→ **Exercise brief**: In the listing below, every entry should be duplicated exactly.

----- Task data -----

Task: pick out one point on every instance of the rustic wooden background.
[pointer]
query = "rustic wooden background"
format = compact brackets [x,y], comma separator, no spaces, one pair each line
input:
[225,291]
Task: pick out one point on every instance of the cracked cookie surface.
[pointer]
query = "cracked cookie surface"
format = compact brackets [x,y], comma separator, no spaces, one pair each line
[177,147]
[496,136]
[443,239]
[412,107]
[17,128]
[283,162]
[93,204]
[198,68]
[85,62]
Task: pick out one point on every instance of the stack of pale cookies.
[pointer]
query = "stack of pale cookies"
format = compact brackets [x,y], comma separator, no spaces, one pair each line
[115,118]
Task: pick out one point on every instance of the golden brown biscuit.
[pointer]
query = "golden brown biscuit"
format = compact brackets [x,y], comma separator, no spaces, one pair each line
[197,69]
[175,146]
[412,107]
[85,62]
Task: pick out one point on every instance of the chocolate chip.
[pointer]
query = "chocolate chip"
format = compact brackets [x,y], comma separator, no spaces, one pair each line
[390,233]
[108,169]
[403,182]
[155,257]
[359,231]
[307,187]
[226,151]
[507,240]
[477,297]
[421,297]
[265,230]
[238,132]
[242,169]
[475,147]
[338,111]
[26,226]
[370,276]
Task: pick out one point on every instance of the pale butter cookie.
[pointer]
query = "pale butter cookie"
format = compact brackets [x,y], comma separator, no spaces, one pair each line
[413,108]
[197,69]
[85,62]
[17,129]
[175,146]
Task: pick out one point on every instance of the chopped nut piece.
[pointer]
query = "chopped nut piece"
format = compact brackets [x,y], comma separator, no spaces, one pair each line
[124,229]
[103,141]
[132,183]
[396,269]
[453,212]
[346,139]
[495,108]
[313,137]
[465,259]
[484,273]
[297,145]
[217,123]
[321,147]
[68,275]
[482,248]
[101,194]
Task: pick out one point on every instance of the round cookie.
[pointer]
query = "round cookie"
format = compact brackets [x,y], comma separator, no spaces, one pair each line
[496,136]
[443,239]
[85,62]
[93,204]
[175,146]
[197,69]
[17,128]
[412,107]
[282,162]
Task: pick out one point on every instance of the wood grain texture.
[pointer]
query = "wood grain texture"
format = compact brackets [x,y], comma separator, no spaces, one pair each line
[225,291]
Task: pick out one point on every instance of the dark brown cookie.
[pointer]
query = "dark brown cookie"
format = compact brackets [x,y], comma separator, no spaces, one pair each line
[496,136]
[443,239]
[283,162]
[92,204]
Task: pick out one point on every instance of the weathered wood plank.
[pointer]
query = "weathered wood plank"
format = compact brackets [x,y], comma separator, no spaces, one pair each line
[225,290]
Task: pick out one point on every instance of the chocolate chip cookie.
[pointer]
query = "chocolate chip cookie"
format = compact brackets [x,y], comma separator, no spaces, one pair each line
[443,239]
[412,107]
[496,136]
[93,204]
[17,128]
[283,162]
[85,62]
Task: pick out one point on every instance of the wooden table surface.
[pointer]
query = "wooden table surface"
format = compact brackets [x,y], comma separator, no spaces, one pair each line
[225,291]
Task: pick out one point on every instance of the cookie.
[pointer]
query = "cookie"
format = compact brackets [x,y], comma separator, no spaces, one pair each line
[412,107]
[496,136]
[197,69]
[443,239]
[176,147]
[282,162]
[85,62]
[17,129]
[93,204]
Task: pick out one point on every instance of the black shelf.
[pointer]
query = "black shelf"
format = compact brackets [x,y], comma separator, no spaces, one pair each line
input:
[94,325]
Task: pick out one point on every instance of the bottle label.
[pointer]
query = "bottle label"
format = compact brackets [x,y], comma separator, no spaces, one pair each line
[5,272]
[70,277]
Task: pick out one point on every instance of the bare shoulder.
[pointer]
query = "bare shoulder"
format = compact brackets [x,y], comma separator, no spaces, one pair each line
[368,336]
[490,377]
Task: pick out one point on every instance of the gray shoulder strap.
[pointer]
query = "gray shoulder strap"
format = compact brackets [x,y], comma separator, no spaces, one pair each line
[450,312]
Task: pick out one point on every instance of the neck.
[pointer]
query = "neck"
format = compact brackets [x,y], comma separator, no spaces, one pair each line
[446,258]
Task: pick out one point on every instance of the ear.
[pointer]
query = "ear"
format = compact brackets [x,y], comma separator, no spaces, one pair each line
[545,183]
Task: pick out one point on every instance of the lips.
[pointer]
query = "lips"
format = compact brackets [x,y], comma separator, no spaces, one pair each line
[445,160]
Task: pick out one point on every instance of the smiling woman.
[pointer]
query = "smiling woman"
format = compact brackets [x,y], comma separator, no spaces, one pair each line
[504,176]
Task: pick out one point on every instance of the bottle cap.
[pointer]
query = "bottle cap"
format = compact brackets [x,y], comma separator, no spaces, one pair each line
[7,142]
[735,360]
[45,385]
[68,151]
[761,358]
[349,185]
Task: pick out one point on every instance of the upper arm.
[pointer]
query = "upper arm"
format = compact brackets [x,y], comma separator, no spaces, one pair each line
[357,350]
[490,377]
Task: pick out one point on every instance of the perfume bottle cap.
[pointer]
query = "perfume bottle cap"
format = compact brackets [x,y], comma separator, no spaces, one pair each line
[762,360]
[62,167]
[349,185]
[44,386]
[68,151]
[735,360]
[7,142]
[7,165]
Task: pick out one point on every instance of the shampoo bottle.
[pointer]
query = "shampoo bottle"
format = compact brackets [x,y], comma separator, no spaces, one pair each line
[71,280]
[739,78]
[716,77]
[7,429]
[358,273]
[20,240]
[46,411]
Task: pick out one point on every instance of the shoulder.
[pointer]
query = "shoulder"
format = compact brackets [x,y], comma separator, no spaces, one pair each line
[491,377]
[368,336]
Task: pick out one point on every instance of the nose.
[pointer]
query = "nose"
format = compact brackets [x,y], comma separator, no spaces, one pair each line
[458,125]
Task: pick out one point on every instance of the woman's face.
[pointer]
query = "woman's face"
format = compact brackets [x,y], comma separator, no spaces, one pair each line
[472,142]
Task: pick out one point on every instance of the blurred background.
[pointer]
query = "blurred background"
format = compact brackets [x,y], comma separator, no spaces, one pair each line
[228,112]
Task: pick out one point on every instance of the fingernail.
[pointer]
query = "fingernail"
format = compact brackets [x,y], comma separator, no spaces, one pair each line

-----

→ **Answer box**:
Task: pick out one point on every instance of the rustic wooden background.
[pointer]
query = "rustic wooden background"
format = compact brackets [x,y], comma separator, no spaces, one pair each line
input:
[225,291]
Task: pick out one point on every instance of the cracked cookie surface.
[pointer]
query = "cracked cookie surface"
format = compact brackets [x,y], comma separator, no spaces, one pair each line
[177,147]
[496,136]
[443,239]
[412,107]
[17,128]
[283,162]
[93,204]
[198,68]
[85,62]
Task: pick out one point on every instance of the stack of pale cookies.
[pointer]
query = "stack of pale cookies"
format = compact brackets [x,y], comma separator, no spaces, one pair each line
[115,118]
Task: pick out one point on every instance of the golden brown biscuit.
[pointer]
query = "golden brown biscuit"
format = compact brackets [x,y], comma separator, no spaces, one pair each line
[197,69]
[175,146]
[412,107]
[85,62]
Task: pick out one point on every instance of the chocolate chip.
[pointer]
query = "chocolate chip"
format = compact brackets [x,y], comma separator, no spaces, one pair each line
[390,233]
[108,169]
[403,182]
[155,257]
[359,231]
[307,187]
[226,151]
[507,240]
[477,297]
[421,297]
[265,230]
[238,132]
[242,169]
[475,147]
[338,111]
[26,226]
[370,276]
Task: pick out one point on every instance of the pale butter cookie.
[pointer]
query = "pale butter cookie"
format = compact brackets [x,y], comma separator, no spaces, one pair each line
[413,108]
[197,69]
[85,62]
[17,129]
[175,146]
Task: pick out one point on every instance of the chopped nut piece.
[pointer]
query = "chopped nut piece"
format = compact brackets [x,y], comma separator, no spaces, one pair each line
[124,229]
[103,141]
[132,183]
[396,269]
[453,212]
[346,139]
[495,108]
[313,137]
[465,259]
[484,273]
[297,145]
[217,123]
[321,147]
[68,275]
[482,248]
[101,194]
Task: pick out one point on every instance of the round cookie.
[pointer]
query = "round cookie"
format = compact brackets [x,y], comma separator, no spaces, one pair each line
[496,136]
[443,239]
[85,62]
[93,204]
[175,146]
[197,69]
[17,128]
[412,107]
[282,162]
Task: pick out one point on every instance of the wood grain texture.
[pointer]
query = "wood grain texture"
format = compact brackets [x,y], comma separator, no spaces, one pair each line
[225,291]
Task: pick out one point on every instance of the dark brown cookie.
[pointer]
query = "dark brown cookie"
format = compact brackets [x,y], comma separator, no spaces, one pair each line
[496,136]
[443,239]
[283,162]
[92,204]
Task: pick out one point on every instance of the weathered wood plank.
[pointer]
query = "weathered wood plank"
format = compact brackets [x,y], comma separator, no spaces, one pair each line
[225,290]
Task: pick out one point on every instance of the chocolate chip cookie.
[pointer]
query = "chocolate chip cookie"
format = compact brackets [x,y], comma separator, no spaces, one pair each line
[443,239]
[412,107]
[496,136]
[93,204]
[17,128]
[283,162]
[85,62]
Task: pick out one point on every instance of the wooden table surface.
[pointer]
query = "wooden table surface"
format = compact brackets [x,y], comma separator, no spaces, one pair each line
[225,291]
Task: pick out one point on every instance of the cookie.
[pointer]
query = "cookie"
format = compact brackets [x,y], comma separator, no spaces, one pair each line
[412,107]
[496,136]
[197,69]
[443,239]
[176,147]
[282,162]
[85,62]
[17,129]
[93,204]
Task: pick out one point on every instance of the black shelf.
[pointer]
query = "black shelf"
format = compact brackets [x,y], comma separator, no spaces, one pair each line
input:
[94,325]
Task: pick out one point on every instance of the bottle label.
[pointer]
query = "bottle label"
format = compact brackets [x,y], comma separator, no spaces, one pair each line
[5,272]
[70,277]
Task: pick out one point on every instance of the bare shoulder.
[pointer]
query = "bare shoulder"
format = compact brackets [x,y], comma separator, no spaces, one pair each line
[368,336]
[490,377]
Task: pick out one point on every instance of the gray shoulder strap.
[pointer]
query = "gray shoulder strap"
format = compact brackets [x,y], comma separator, no spaces, one pair each line
[450,312]
Task: pick out one point on every instance of the neck.
[pointer]
query = "neck"
format = compact brackets [x,y], comma separator, no spaces, one pair each line
[446,258]
Task: pick out one point on every instance of the ear.
[pointer]
query = "ear"
format = compact brackets [x,y], comma separator, no spaces, one pair each line
[545,183]
Task: pick out one point on every instance of the lips.
[pointer]
query = "lips"
format = compact brackets [x,y], comma separator, no spaces, one pair each line
[445,160]
Task: pick out one point on every instance of the smiling woman.
[pointer]
query = "smiling woman"
format = compact brackets [x,y], comma separator, no spaces, one pair each line
[504,176]
Task: pick out one point on every instance of the bottle cap.
[pointer]
query = "bottle cap"
format = compact brackets [x,y], comma separator, no spaces, one pair each line
[7,142]
[735,360]
[45,385]
[68,151]
[761,358]
[349,185]
Task: pick out one point on every instance of the upper arm.
[pointer]
query = "upper arm"
format = compact brackets [x,y], comma separator, no spaces, one pair each line
[357,350]
[490,377]
Task: pick out one point on every instance of the perfume bottle cap.
[pointer]
query = "perfume bottle cap"
format = compact brackets [x,y], comma separator, no spaces, one pair each line
[762,360]
[62,167]
[349,185]
[44,386]
[68,151]
[735,360]
[7,142]
[7,165]
Task: pick out one point on every instance of the shampoo bottle.
[pointer]
query = "shampoo bottle"
format = compact brackets [x,y], comma separator, no spaces, one pair each line
[71,280]
[739,78]
[716,77]
[7,429]
[358,273]
[20,240]
[46,411]
Task: pick out one point on every instance of the shoulder.
[pointer]
query = "shoulder"
format = compact brackets [x,y], comma separator, no spaces, one pair each line
[491,377]
[368,336]
Task: pick out one point on every instance of the nose.
[pointer]
query = "nose"
format = compact brackets [x,y], comma separator, no spaces, one pair each line
[458,125]
Task: pick out one point on every instance of the woman's face.
[pointer]
query = "woman's face"
format = compact brackets [x,y], comma separator, no spaces, one pair each line
[472,142]
Task: pick out one point on every instance of the blurred background.
[pointer]
query = "blurred background"
format = compact brackets [x,y], comma separator, no spaces, one pair each line
[228,112]
Task: pick out one point on every instance of the fingernail.
[pointer]
query = "fingernail"
format = compact brackets [x,y], comma separator, no spaces, one pair each line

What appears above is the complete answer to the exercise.